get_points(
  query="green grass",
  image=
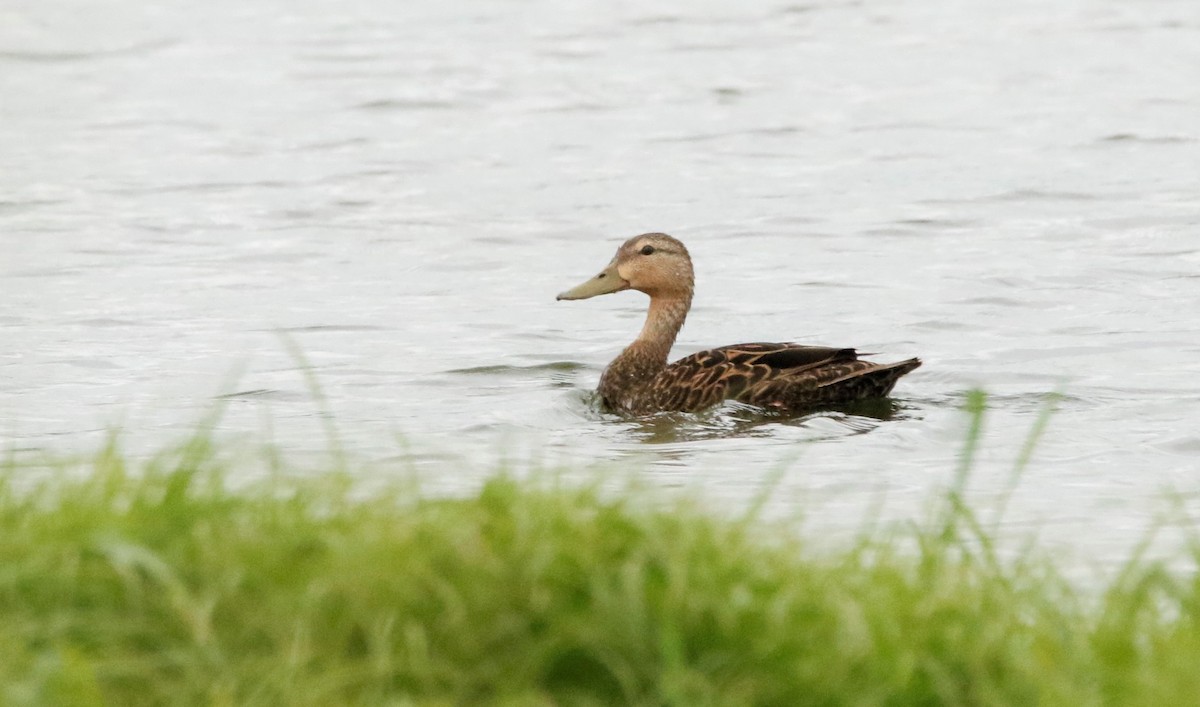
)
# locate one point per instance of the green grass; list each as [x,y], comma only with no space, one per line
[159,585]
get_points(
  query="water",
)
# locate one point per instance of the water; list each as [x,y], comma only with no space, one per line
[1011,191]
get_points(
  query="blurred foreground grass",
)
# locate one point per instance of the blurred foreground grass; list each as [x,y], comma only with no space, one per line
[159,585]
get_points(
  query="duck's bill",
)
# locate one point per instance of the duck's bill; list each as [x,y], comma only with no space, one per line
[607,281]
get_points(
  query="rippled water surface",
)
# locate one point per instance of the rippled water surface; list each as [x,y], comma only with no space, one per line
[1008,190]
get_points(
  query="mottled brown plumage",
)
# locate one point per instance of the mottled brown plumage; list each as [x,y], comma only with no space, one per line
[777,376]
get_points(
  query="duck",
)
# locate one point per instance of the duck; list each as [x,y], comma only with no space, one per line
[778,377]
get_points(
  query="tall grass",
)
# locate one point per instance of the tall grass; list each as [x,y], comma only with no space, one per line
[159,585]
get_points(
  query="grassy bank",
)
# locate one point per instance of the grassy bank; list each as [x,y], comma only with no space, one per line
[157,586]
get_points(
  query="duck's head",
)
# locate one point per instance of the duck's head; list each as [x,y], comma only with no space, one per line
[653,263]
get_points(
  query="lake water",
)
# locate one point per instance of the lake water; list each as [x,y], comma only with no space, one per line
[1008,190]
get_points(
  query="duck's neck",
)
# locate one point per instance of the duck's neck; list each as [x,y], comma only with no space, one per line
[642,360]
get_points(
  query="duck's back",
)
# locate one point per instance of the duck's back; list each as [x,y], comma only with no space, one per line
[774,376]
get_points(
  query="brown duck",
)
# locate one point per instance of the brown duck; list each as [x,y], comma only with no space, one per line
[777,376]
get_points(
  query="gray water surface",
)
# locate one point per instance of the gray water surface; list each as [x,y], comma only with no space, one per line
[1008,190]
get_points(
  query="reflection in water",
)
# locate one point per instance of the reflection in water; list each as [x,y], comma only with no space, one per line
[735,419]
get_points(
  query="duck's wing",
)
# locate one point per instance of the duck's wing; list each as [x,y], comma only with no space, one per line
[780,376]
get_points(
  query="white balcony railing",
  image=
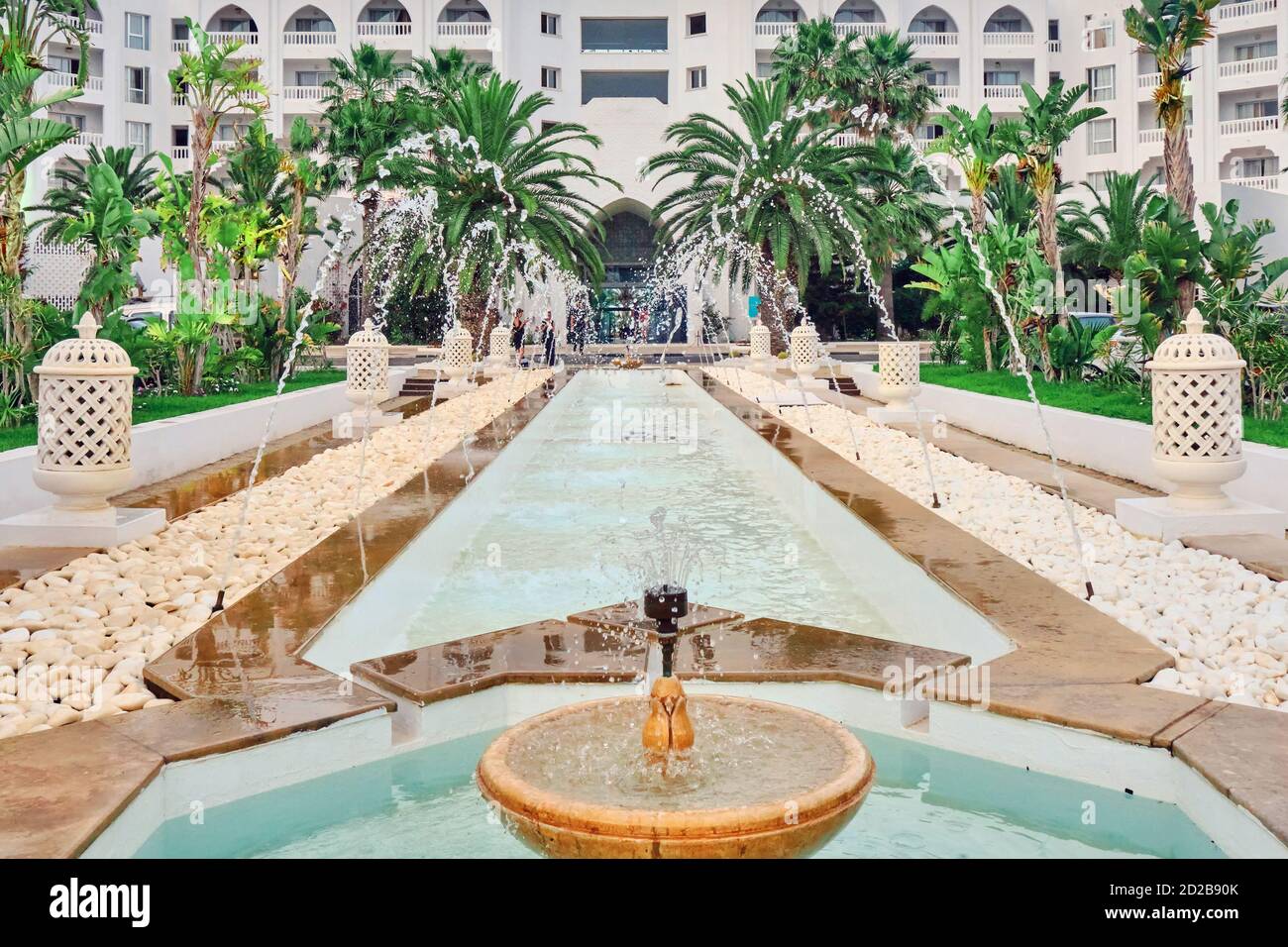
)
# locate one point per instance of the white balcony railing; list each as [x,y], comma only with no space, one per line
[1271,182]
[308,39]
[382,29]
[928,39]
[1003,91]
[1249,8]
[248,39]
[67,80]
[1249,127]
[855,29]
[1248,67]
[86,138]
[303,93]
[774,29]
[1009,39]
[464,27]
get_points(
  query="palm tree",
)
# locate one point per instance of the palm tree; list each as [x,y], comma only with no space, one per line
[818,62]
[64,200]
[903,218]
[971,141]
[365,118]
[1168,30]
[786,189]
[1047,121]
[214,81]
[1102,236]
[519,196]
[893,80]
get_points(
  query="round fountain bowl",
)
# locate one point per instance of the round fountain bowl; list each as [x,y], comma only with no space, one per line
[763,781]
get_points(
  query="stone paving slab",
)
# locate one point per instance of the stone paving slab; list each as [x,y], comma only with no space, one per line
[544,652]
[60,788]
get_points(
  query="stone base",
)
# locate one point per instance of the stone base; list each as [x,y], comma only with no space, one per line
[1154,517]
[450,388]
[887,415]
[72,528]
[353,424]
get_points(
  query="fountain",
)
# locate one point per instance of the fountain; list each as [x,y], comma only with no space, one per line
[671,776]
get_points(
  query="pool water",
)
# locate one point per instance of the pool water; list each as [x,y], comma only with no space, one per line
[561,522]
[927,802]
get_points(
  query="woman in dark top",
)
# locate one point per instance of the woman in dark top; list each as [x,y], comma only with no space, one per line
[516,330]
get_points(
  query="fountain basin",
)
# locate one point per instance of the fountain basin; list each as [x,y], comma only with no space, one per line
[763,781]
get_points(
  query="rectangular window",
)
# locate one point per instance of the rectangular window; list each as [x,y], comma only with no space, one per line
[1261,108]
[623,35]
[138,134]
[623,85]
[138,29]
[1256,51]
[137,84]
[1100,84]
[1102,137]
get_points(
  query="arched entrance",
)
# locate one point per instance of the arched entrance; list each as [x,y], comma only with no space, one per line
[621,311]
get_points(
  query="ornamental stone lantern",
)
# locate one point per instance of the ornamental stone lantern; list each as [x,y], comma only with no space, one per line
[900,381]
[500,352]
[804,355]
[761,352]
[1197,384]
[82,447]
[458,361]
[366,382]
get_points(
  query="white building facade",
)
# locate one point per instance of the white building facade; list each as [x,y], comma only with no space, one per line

============

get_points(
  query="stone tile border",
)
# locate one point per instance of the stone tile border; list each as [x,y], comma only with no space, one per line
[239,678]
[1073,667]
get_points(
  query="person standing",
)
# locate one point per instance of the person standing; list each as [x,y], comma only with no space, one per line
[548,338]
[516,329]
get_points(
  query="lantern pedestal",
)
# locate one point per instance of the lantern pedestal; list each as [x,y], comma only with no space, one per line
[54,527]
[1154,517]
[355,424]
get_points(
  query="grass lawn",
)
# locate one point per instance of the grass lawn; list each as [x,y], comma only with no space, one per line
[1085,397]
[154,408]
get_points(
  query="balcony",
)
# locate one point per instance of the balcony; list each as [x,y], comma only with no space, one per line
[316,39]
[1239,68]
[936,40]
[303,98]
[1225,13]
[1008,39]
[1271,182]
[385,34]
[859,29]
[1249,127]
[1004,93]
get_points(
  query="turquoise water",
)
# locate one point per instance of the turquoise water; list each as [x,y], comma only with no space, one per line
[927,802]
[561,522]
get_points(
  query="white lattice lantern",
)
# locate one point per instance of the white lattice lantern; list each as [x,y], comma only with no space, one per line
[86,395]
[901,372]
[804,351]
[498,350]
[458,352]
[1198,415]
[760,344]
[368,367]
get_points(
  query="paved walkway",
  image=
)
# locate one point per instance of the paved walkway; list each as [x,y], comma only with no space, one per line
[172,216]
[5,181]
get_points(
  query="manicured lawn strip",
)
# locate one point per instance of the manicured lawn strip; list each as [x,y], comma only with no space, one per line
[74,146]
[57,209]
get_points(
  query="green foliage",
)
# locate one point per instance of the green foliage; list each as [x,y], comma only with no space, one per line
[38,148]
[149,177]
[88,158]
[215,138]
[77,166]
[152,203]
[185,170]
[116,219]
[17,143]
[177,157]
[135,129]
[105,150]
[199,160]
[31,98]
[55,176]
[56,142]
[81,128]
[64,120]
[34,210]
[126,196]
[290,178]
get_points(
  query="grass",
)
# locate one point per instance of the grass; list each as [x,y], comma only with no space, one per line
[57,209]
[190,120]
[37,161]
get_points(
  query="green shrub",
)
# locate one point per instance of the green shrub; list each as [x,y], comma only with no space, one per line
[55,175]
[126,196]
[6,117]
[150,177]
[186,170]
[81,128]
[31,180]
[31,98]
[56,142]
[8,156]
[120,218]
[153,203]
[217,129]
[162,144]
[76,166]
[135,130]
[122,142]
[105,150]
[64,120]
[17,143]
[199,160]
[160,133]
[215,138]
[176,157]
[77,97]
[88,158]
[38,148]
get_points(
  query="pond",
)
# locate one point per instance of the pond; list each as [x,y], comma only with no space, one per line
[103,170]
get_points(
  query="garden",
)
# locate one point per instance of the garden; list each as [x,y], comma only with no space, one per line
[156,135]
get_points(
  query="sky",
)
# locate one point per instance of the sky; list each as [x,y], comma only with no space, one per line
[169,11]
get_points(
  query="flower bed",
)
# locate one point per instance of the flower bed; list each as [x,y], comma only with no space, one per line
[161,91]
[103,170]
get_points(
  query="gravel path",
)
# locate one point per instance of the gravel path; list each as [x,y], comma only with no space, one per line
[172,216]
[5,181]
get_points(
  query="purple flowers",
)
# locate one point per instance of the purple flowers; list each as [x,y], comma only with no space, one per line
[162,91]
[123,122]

============

Pick out every line in the material above that contains the string "dark" and copy each one. Matching is case-sensitive.

Reply:
  query="woman in dark top",
# locate one point per instance of the woman in dark top; list each as [x,y], comma only with no space, one per line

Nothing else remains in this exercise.